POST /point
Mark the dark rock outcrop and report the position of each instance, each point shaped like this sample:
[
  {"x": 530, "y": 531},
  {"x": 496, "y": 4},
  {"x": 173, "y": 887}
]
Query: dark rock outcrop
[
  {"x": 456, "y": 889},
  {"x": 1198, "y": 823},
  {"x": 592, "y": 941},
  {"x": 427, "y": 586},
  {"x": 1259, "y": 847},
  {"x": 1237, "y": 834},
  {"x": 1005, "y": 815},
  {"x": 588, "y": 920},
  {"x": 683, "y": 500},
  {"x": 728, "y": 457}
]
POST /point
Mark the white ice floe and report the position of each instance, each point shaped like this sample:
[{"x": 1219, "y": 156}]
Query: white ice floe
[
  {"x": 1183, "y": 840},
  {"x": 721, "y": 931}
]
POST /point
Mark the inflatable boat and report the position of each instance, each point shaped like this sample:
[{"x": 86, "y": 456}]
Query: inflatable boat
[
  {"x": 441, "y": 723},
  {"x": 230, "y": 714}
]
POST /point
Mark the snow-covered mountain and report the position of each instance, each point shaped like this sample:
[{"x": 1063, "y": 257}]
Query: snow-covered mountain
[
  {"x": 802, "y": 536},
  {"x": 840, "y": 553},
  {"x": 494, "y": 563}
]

What you should do => Please rescale all the lines above by writing every one out again, requests included, with each x and y coordinate in the answers multiplied by 0.2 and rounded to a whole number, halves going up. Leave the requests and the sample points inside them unchanged.

Written answer =>
POST /point
Mark the dark rock outcrop and report the position of each instance, each point shaped like this sample:
[
  {"x": 530, "y": 531},
  {"x": 496, "y": 4},
  {"x": 173, "y": 887}
]
Query: dark rock outcrop
[
  {"x": 91, "y": 178},
  {"x": 240, "y": 165},
  {"x": 118, "y": 188},
  {"x": 85, "y": 117},
  {"x": 252, "y": 169},
  {"x": 247, "y": 167},
  {"x": 201, "y": 163},
  {"x": 118, "y": 184},
  {"x": 137, "y": 100},
  {"x": 146, "y": 91}
]
POST /point
Mark the white ice floe and report the position of each instance, each point shaped like this sample:
[{"x": 1219, "y": 156}]
Query: white ice floe
[
  {"x": 237, "y": 168},
  {"x": 144, "y": 186}
]
POST /point
Mark the inflatable boat and report the position of each instance, each point shaped like this sample:
[{"x": 86, "y": 456}]
Query: inflatable boat
[
  {"x": 88, "y": 145},
  {"x": 46, "y": 143}
]
POST /point
Mark the snow-covered mountain and report the position of each instance, each point shaped like this sample:
[{"x": 1063, "y": 257}]
Query: snow-covered mountain
[
  {"x": 160, "y": 107},
  {"x": 168, "y": 111},
  {"x": 99, "y": 113}
]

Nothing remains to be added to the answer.